**TASK STATEMENT:** Update the rows below by replacing "detection results" with "bounding boxes" wherever it occurs. Leave everything else unchanged.

Records of labeled boxes:
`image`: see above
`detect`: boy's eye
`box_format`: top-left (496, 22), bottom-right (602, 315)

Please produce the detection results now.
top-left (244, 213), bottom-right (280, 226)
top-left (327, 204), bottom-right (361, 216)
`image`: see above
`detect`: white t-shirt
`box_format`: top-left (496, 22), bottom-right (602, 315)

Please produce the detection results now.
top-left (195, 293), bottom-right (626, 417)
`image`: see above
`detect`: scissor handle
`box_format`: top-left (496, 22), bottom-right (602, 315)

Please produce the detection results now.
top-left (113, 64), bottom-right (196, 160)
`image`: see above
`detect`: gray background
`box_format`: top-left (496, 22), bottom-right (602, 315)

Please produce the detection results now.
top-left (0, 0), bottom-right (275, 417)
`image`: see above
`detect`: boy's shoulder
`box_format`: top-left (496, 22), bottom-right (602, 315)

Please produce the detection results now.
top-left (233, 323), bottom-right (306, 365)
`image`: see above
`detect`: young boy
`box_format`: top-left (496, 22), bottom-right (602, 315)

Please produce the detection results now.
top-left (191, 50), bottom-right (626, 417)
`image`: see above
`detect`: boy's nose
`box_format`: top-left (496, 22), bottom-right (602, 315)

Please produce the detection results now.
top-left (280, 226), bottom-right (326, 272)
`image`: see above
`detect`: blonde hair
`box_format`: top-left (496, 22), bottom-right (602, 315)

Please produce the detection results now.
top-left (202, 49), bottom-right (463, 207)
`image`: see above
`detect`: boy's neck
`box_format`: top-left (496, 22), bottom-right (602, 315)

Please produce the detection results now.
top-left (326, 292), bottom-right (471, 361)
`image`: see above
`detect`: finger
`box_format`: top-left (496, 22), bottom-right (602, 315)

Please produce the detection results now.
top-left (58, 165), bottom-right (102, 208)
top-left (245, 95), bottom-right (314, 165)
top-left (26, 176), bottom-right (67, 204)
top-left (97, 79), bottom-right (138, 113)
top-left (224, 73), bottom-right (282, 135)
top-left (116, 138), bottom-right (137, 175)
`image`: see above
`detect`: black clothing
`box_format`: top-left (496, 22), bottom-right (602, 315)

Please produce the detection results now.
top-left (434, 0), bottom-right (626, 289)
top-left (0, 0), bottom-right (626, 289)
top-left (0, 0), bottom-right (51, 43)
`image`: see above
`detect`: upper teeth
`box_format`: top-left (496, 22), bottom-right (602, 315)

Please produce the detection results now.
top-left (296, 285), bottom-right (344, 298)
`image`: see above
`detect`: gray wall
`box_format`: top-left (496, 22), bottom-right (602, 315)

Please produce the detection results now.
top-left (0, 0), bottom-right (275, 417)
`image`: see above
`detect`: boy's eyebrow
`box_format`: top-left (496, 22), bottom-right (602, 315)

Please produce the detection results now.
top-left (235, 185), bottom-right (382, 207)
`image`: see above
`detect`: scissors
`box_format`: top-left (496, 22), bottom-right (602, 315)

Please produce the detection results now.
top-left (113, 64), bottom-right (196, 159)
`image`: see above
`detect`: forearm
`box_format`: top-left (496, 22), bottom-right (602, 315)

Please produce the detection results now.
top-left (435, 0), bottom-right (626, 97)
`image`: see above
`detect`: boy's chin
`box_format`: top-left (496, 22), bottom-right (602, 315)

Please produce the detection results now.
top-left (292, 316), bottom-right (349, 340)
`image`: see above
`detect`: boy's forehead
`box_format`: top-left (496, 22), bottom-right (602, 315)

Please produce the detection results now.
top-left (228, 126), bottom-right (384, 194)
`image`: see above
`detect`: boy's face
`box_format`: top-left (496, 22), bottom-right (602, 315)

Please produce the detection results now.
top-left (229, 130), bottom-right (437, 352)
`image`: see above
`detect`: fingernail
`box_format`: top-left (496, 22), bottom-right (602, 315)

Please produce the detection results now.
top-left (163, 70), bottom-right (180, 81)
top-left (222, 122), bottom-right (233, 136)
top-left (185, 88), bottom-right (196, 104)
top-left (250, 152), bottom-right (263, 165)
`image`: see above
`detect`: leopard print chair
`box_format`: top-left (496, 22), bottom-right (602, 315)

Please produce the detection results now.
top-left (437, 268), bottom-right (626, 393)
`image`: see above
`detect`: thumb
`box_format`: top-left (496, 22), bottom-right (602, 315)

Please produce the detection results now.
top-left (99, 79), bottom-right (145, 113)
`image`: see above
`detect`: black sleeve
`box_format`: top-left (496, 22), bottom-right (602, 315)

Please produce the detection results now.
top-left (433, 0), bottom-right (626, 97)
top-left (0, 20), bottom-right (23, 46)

**OUTPUT OF THE TASK:**
`image`: see above
`detect`: boy's eye
`box_format`: top-left (496, 22), bottom-right (602, 315)

Please produce the bounding boxes now.
top-left (244, 213), bottom-right (280, 226)
top-left (327, 204), bottom-right (361, 216)
`image`: see above
`detect`: white t-shirt
`box_format`: top-left (496, 22), bottom-right (602, 315)

Please produce the bounding boxes now.
top-left (195, 293), bottom-right (626, 417)
`image`: see above
`detect`: scissor handle
`box_format`: top-left (496, 22), bottom-right (602, 315)

Please produce the bounding boxes now.
top-left (113, 64), bottom-right (196, 160)
`image`: see above
`detect`: gray background
`box_format`: top-left (496, 22), bottom-right (602, 315)

Please produce the bounding boxes now.
top-left (0, 0), bottom-right (275, 417)
`image`: see above
`detect`: boy's shoulder
`box_format`: top-left (496, 22), bottom-right (602, 315)

Please produce the bounding boxes now.
top-left (233, 323), bottom-right (306, 365)
`image`: see above
`detect`: young boy
`box_format`: top-left (496, 22), bottom-right (602, 315)

Please produce the bounding boxes now.
top-left (191, 50), bottom-right (626, 417)
`image`: see above
`detect`: boy's nose
`box_format`: top-left (496, 22), bottom-right (602, 315)

Please produce the bounding boxes now.
top-left (280, 226), bottom-right (326, 272)
`image`: see above
`detect`: blonde hair
`box_format`: top-left (496, 22), bottom-right (602, 315)

Please produce the bounding boxes now.
top-left (202, 49), bottom-right (463, 207)
`image`: see above
`detect`: boy's neck
`box_format`: top-left (496, 22), bottom-right (602, 315)

Please produce the bounding boxes now.
top-left (326, 292), bottom-right (471, 361)
`image`: see above
`detect`: finger
`box_format`: top-left (496, 22), bottom-right (602, 315)

Please produce the bounding boxes now.
top-left (58, 165), bottom-right (102, 208)
top-left (245, 95), bottom-right (314, 165)
top-left (26, 176), bottom-right (67, 204)
top-left (97, 79), bottom-right (138, 113)
top-left (224, 73), bottom-right (282, 135)
top-left (116, 138), bottom-right (137, 175)
`image`: see above
`detect`: black clothing
`box_format`: top-left (496, 22), bottom-right (602, 315)

Please produce the bounding boxes now.
top-left (434, 0), bottom-right (626, 289)
top-left (0, 0), bottom-right (626, 289)
top-left (0, 0), bottom-right (51, 43)
`image`: see above
`detect`: upper teeth
`box_format`: top-left (496, 22), bottom-right (602, 315)

Please produce the bounding boxes now.
top-left (296, 285), bottom-right (344, 298)
`image`: see above
`detect`: gray wall
`box_format`: top-left (496, 22), bottom-right (602, 315)

Please produce the bounding boxes now.
top-left (0, 0), bottom-right (275, 417)
`image`: see above
`detect`: boy's eyebrow
`box_format`: top-left (496, 22), bottom-right (602, 315)

Please produce the bounding boxes now.
top-left (235, 185), bottom-right (382, 207)
`image`: see above
`detect`: scissors
`box_format`: top-left (496, 22), bottom-right (602, 315)

Please produce the bounding boxes now.
top-left (113, 64), bottom-right (196, 159)
`image`: see above
`detect`: forearm
`box_format`: top-left (496, 22), bottom-right (602, 315)

Please produce the bounding boxes now.
top-left (435, 0), bottom-right (626, 97)
`image`: see above
`detect`: boy's chin
`box_format`: top-left (496, 22), bottom-right (602, 315)

Please produce the bounding boxes now.
top-left (292, 316), bottom-right (349, 340)
`image`: see above
`detect`: boy's forehead
`box_format`: top-left (496, 22), bottom-right (602, 315)

Please produce the bounding boxes now.
top-left (228, 126), bottom-right (384, 194)
`image`: see above
`detect`: boy's face
`box_format`: top-left (496, 22), bottom-right (602, 315)

Please produce the bounding boxes now.
top-left (229, 130), bottom-right (437, 352)
`image`: see above
`detect`: fingernail
`box_format`: top-left (496, 22), bottom-right (602, 315)

Please produce the bounding boxes now.
top-left (163, 70), bottom-right (180, 81)
top-left (222, 122), bottom-right (233, 136)
top-left (185, 88), bottom-right (196, 104)
top-left (250, 152), bottom-right (263, 165)
`image`: see above
`detect`: leopard print chair
`box_format`: top-left (496, 22), bottom-right (602, 315)

Please produce the bounding boxes now.
top-left (437, 268), bottom-right (626, 393)
`image`: see above
`detect`: thumb
`box_format`: top-left (496, 22), bottom-right (602, 315)

Please produce the bounding boxes now.
top-left (99, 79), bottom-right (145, 113)
`image`: see above
`detect`: black sleeve
`box_format`: top-left (496, 22), bottom-right (602, 315)

Please produce the bounding boxes now.
top-left (433, 0), bottom-right (626, 97)
top-left (0, 20), bottom-right (23, 46)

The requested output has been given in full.